Uitspraak
RECHTBANK OOST-BRABANT
1.[eiser 1] ,
[eiser 2],
[eiser 3],
1.[gedaagde 1] ,
[gedaagde 2],
1.De procedure
- het tussenvonnis van 17 juni 2020;
- de akte uitlaten na tussenvonnis van de zussen [gedaagden] ;
- de antwoordakte uitlaten na tussenvonnis van [eisers] ;
2.De verdere beoordeling
De zussen [gedaagden] hebben in hun akte uitlaten na tussenvonnis voorgesteld dat alle goederen op de lijst aan hen worden toegedeeld zonder waardeverrekening.
[eisers] hebben in hun antwoordakte onder punt 5 van de in totaal 27 op de lijst opgenomen nummers er vijftien genoemd die zij aan zich toegedeeld zouden willen zien, waarbij zij onderling afspraken hebben gemaakt over de nadere verdeling van de aan hen toe te delen goederen.
[eisers] zijn van mening dat de waarde zoals door Van Krieken en Groenendaal getaxeerd, niet juist is. Van Krieken en Groenendaal zijn, aldus [eisers] , ten onrechte in hun taxatie uitgegaan van de waarde per 19 januari 1996, terwijl uitgangspunt had moeten zijn de waarde per datum van overname, 1 januari 1995. Volgens [eisers] is als gevolg daarvan ten onrechte gewaardeerd tegen de waarde in verpachte staat, die er wellicht per 19 januari 1996 was, maar niet op de overdrachtsdatum van 1 januari 1995. Bovendien gaat het om een pachtovereenkomst tussen ouders en kinderen, tevens partij bij de koopovereenkomst, wat in de ogen van [eisers] eveneens met zich brengt dat van de pacht moet worden geabstraheerd en moet worden gewaardeerd in onverpachte staat. Ook wijzen [eisers] erop dat het gehele huisperceel een woonbestemming had: pas in 2015 is de bestemming gewijzigd van woonhuis naar agrarisch. Vader [gedaagden] heeft in 1954 een woonhuis aangekocht en heeft nooit een vergunning aangevraagd voor de bouw van welke stal of aanbouw dan ook. In de ogen van [eisers] was slechts sprake van een hobbymatig veebedrijf in welk verband zij wijzen op de in 1995 aanwezige milieuvergunning voor het houden van 35 stuks jongvee en 150 scharrelkippen; voor het houden van koeien was, zo merken zij op, geen vergunning verleend. De waardering van de huiskavel is dan ook naar de mening van [eisers] veel te laag. Zij hebben opnieuw verwezen naar het taxatierapport van H.J.M. Coppelmans dat zij als productie 20 bij dagvaarding hebben overgelegd en waarin is aangegeven dat de boerderij in 1995/1996 als een courant woonobject kon worden beschouwd.

◆ **GETOONDE GEGEVENS**:
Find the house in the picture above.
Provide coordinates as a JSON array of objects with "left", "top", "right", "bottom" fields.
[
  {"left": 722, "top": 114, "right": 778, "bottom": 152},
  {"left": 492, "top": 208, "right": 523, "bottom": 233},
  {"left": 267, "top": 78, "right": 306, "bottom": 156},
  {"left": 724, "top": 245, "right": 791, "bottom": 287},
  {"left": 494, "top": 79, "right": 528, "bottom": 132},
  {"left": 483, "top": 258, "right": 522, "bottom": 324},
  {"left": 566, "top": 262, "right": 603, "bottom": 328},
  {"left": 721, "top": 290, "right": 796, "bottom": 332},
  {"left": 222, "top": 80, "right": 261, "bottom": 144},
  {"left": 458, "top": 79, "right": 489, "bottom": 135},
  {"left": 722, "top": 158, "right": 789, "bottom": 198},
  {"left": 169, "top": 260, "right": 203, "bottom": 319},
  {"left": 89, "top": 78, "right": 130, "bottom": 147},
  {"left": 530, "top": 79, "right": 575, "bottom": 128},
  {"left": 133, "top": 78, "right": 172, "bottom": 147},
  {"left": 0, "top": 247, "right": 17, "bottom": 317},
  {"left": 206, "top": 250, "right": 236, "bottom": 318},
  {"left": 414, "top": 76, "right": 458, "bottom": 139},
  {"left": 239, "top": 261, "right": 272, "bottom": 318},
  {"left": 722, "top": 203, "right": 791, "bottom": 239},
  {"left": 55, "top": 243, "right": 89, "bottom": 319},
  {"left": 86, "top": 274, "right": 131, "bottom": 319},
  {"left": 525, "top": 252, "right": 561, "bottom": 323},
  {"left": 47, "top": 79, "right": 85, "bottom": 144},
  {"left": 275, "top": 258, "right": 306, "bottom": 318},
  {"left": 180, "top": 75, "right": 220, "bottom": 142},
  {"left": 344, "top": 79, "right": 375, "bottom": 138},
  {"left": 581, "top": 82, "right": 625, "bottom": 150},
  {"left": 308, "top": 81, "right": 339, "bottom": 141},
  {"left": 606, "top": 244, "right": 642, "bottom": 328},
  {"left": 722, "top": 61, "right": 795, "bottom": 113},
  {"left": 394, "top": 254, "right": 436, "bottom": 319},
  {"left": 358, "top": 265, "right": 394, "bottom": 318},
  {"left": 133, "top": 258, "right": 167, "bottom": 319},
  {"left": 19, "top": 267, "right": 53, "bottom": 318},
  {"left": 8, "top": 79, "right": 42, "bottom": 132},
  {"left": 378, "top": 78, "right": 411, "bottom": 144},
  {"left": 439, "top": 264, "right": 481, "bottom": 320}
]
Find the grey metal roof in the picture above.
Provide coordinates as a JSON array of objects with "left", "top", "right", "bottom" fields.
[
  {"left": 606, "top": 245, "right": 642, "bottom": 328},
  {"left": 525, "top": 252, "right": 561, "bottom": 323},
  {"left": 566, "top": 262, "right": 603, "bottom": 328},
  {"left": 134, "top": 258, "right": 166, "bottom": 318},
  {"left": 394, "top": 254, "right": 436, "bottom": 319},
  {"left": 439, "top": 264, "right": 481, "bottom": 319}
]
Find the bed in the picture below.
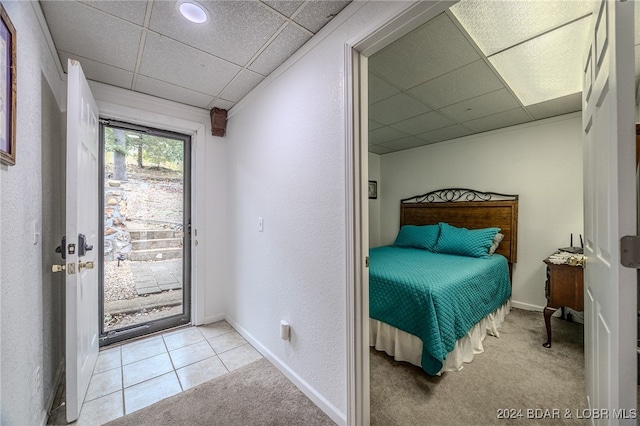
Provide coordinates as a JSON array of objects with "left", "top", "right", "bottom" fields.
[{"left": 369, "top": 188, "right": 518, "bottom": 375}]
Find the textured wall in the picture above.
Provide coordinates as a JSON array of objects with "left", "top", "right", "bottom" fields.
[
  {"left": 380, "top": 114, "right": 583, "bottom": 309},
  {"left": 0, "top": 2, "right": 64, "bottom": 424}
]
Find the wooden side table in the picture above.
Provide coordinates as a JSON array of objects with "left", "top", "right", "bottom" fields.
[{"left": 542, "top": 259, "right": 584, "bottom": 348}]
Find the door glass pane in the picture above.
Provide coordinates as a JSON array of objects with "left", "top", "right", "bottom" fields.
[{"left": 103, "top": 126, "right": 186, "bottom": 334}]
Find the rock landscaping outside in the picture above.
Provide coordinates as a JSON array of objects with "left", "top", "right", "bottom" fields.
[{"left": 104, "top": 161, "right": 184, "bottom": 331}]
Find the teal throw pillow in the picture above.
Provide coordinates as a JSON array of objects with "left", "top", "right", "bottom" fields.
[{"left": 436, "top": 222, "right": 500, "bottom": 257}]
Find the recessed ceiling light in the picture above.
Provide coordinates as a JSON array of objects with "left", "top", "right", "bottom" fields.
[{"left": 178, "top": 1, "right": 208, "bottom": 24}]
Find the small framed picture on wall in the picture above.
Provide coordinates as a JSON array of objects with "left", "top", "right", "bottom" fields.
[{"left": 369, "top": 180, "right": 378, "bottom": 199}]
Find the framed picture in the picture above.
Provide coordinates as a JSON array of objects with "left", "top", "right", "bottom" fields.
[
  {"left": 0, "top": 4, "right": 17, "bottom": 165},
  {"left": 369, "top": 180, "right": 378, "bottom": 198}
]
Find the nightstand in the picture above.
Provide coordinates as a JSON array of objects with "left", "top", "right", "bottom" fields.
[{"left": 542, "top": 255, "right": 584, "bottom": 348}]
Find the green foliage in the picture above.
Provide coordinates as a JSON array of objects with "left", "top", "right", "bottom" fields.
[{"left": 104, "top": 127, "right": 184, "bottom": 168}]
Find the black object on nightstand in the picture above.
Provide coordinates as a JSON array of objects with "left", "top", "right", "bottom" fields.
[{"left": 542, "top": 258, "right": 584, "bottom": 348}]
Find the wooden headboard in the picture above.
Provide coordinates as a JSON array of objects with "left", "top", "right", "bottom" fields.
[{"left": 400, "top": 188, "right": 518, "bottom": 267}]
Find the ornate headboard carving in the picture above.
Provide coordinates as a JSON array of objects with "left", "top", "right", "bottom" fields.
[{"left": 400, "top": 188, "right": 518, "bottom": 264}]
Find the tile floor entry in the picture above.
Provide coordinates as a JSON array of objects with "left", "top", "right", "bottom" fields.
[{"left": 77, "top": 321, "right": 262, "bottom": 425}]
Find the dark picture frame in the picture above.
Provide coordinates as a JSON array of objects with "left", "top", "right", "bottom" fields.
[
  {"left": 0, "top": 4, "right": 17, "bottom": 166},
  {"left": 369, "top": 180, "right": 378, "bottom": 199}
]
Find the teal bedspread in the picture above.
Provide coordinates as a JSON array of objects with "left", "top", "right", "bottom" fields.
[{"left": 369, "top": 246, "right": 511, "bottom": 375}]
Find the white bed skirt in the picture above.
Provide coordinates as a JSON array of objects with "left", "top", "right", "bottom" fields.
[{"left": 369, "top": 299, "right": 511, "bottom": 376}]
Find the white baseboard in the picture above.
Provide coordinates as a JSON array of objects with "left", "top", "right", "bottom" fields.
[{"left": 225, "top": 317, "right": 347, "bottom": 425}]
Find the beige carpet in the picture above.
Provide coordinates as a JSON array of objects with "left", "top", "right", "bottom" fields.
[
  {"left": 371, "top": 309, "right": 586, "bottom": 426},
  {"left": 107, "top": 358, "right": 335, "bottom": 426}
]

◆ **VERPLICHTE OPDRACHTEN**:
(A) Geef uit de uitspraak alles vanaf "[eisers] hebben in" tot en met "te delen goederen." letterlijk terug.
(B) Vat de uitspraak samen in twee zinnen.

◆ **ANTWOORDEN**:
(A)
[eisers] hebben in hun antwoordakte onder punt 5 van de in totaal 27 op de lijst opgenomen nummers er vijftien genoemd die zij aan zich toegedeeld zouden willen zien, waarbij zij onderling afspraken hebben gemaakt over de nadere verdeling van de aan hen toe te delen goederen.

(B) De zussen [gedaagden] stellen voor dat alle goederen op de lijst zonder waardeverrekening aan hen worden toegedeeld, terwijl [eisers] vijftien van de 27 nummers aan zich toegedeeld willen zien. [eisers] vinden de taxatie van Van Krieken en Groenendaal onjuist, onder meer omdat die is uitgegaan van de waarde per 19 januari 1996 in verpachte staat in plaats van de overnamedatum 1 januari 1995, en omdat het huisperceel een woonbestemming had, zodat de huiskavel volgens hen veel te laag is gewaardeerd.